## Data
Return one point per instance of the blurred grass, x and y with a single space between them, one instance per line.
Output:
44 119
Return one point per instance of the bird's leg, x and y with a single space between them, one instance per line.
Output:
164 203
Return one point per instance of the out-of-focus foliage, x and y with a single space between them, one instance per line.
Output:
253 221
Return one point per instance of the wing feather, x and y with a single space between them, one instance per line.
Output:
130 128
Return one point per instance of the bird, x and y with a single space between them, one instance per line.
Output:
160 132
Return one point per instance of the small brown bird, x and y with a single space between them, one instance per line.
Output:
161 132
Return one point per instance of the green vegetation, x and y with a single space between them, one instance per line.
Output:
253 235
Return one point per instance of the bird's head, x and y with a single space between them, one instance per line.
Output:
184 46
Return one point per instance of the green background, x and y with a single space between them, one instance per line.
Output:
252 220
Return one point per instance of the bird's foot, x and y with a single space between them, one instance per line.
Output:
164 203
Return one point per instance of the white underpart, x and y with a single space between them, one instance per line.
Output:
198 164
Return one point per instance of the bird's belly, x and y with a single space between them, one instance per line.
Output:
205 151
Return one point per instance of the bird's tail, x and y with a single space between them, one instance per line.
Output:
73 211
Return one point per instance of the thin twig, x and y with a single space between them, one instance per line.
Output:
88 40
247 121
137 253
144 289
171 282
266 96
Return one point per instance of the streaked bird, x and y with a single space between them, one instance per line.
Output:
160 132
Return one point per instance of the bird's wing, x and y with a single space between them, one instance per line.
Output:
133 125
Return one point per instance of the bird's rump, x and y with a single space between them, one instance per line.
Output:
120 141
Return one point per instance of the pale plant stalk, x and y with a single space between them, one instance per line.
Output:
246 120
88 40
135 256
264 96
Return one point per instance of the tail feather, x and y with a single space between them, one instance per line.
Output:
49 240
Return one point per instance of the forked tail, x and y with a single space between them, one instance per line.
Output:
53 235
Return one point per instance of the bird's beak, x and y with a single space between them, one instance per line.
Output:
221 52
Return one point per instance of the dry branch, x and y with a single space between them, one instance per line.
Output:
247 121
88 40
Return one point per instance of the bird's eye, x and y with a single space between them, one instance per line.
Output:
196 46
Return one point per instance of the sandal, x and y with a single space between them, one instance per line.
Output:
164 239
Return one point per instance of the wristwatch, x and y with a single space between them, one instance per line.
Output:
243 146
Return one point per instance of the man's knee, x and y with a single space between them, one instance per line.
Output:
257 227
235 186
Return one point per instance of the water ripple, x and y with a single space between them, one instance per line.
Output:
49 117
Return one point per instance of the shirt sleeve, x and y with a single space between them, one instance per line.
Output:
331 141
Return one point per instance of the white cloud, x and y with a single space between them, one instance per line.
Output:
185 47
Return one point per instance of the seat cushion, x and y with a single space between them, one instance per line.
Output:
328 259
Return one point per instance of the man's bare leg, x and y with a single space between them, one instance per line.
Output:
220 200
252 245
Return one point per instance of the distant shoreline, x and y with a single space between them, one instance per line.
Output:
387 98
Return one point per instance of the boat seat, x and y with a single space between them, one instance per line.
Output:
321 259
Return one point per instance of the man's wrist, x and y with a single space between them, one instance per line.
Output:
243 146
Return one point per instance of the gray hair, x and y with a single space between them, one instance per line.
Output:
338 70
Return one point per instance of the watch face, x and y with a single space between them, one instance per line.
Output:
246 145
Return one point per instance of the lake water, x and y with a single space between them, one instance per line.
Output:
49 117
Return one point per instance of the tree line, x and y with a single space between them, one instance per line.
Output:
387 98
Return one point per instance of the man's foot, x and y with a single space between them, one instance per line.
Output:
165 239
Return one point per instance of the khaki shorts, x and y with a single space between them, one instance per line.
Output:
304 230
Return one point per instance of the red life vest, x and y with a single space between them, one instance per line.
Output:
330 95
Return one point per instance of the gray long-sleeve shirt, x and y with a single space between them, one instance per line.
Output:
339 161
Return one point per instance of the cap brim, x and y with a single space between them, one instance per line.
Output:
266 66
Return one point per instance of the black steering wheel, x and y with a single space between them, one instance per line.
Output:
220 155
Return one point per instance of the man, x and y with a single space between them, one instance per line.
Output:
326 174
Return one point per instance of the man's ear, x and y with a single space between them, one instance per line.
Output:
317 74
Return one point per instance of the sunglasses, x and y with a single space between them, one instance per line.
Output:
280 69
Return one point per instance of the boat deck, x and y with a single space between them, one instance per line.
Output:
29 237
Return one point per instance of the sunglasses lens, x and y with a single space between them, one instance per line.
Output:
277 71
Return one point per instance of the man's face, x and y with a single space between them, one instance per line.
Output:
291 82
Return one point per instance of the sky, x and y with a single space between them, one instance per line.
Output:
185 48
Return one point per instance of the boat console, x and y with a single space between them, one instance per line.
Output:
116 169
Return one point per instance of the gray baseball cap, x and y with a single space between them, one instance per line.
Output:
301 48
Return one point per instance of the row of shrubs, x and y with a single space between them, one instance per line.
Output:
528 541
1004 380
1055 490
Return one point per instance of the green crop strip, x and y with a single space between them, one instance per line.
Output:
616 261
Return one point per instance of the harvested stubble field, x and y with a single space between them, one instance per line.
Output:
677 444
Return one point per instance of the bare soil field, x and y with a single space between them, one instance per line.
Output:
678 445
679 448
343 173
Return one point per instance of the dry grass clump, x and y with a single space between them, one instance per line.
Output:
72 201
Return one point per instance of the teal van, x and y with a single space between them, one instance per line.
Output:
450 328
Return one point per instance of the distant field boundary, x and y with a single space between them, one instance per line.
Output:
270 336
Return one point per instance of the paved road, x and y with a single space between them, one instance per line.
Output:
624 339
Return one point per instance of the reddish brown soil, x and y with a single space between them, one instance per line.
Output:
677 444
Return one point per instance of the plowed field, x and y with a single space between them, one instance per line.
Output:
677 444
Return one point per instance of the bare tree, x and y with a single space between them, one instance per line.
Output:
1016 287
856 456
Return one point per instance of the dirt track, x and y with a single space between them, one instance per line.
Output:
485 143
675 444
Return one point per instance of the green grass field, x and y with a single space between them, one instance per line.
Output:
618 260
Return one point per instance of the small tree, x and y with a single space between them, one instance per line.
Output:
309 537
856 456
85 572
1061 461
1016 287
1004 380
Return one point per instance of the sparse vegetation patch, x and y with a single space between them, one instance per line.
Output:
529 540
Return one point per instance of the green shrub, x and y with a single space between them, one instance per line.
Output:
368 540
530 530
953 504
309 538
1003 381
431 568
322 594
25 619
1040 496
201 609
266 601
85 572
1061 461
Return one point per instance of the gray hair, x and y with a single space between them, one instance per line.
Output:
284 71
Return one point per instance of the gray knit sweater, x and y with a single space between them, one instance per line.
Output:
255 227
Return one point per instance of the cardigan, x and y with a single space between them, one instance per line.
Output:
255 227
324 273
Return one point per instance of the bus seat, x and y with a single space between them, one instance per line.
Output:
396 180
--
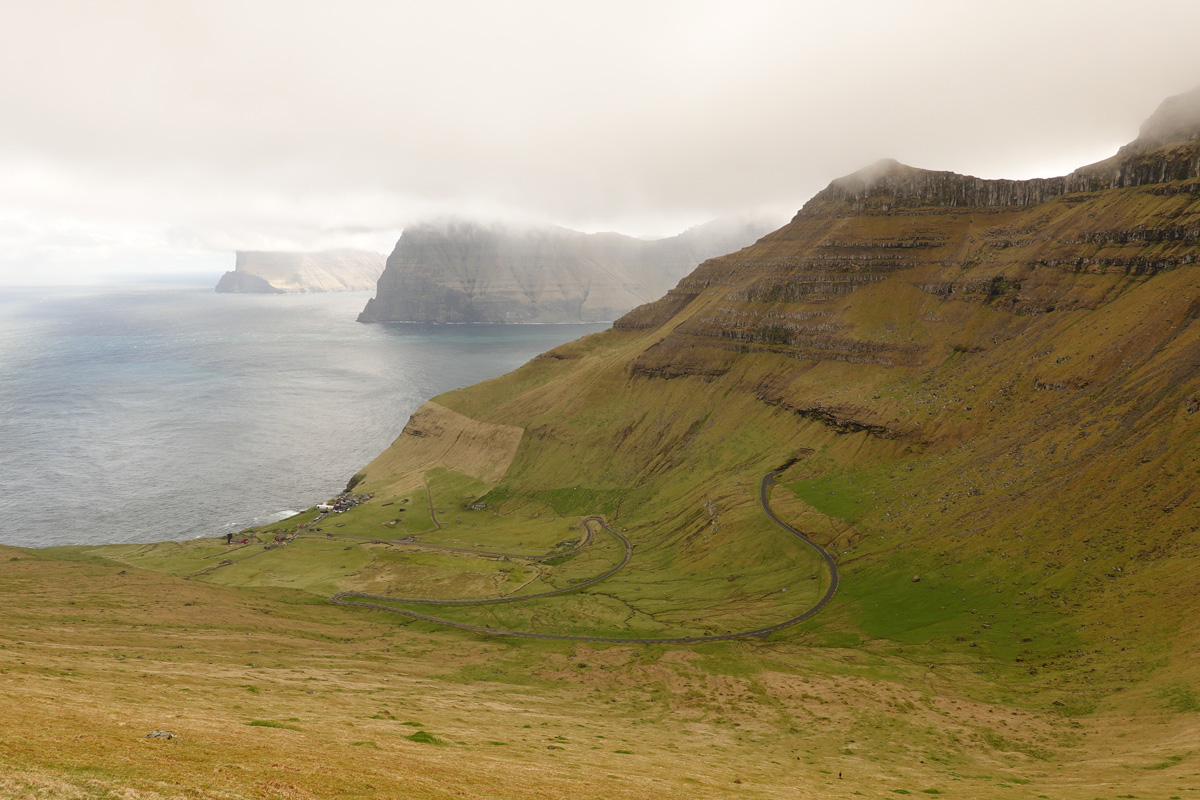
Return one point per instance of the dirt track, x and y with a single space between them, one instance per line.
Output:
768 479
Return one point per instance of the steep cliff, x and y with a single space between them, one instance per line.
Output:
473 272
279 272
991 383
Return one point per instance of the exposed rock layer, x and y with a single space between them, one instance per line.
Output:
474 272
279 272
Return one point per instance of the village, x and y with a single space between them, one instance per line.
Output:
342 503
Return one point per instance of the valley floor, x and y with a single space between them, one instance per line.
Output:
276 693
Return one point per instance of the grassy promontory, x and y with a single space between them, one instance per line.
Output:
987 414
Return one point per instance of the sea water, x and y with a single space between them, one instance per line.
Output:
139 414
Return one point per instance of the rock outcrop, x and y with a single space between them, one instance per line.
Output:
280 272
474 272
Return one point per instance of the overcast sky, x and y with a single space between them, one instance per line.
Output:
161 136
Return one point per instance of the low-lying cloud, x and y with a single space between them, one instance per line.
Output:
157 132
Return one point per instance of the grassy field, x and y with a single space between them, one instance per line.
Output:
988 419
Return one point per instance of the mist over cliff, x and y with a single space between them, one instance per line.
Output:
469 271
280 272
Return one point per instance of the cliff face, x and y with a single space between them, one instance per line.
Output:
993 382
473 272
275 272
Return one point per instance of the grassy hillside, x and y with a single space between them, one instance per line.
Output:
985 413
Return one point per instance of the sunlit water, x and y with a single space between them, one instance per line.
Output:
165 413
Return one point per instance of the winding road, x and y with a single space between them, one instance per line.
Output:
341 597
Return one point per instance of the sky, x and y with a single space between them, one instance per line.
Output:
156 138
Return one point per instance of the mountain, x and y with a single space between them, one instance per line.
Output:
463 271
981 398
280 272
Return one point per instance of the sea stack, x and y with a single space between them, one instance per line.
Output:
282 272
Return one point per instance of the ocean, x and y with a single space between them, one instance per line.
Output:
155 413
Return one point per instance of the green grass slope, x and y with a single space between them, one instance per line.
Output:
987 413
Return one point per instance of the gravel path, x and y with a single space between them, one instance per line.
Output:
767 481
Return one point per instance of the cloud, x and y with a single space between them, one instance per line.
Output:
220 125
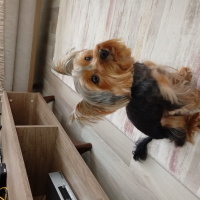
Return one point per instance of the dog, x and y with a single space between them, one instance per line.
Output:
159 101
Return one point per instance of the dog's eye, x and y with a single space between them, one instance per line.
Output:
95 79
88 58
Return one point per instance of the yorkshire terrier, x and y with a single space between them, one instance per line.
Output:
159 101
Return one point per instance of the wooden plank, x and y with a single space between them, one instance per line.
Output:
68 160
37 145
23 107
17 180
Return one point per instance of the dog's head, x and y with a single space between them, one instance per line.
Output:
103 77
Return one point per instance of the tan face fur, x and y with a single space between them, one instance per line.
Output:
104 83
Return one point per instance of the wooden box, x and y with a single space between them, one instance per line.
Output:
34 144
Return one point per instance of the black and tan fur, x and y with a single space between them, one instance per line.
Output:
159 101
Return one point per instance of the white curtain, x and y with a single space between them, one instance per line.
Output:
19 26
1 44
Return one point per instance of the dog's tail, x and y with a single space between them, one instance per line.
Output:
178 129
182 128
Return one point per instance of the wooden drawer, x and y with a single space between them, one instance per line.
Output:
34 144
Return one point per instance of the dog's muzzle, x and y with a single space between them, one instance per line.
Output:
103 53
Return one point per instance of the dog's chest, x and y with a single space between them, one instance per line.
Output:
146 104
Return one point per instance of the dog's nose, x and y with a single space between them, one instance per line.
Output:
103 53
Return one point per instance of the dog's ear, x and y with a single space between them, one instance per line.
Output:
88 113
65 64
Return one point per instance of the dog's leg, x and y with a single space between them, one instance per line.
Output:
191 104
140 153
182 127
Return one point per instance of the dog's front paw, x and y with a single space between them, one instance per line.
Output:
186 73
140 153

## Requirements
Report each line of the records above that contains the string "tail".

## Answer to the problem
Return one point per instance of the bird's tail, x and y with a single space between them, one instance per line.
Return one point per instance of the tail feather, x and y with a single space between them, one instance per line.
Return one point per instance of the forked tail, x and y with a single space between them, one instance per line.
Return one point per instance of the dog's tail, x and y with a single space between them, one instance per line.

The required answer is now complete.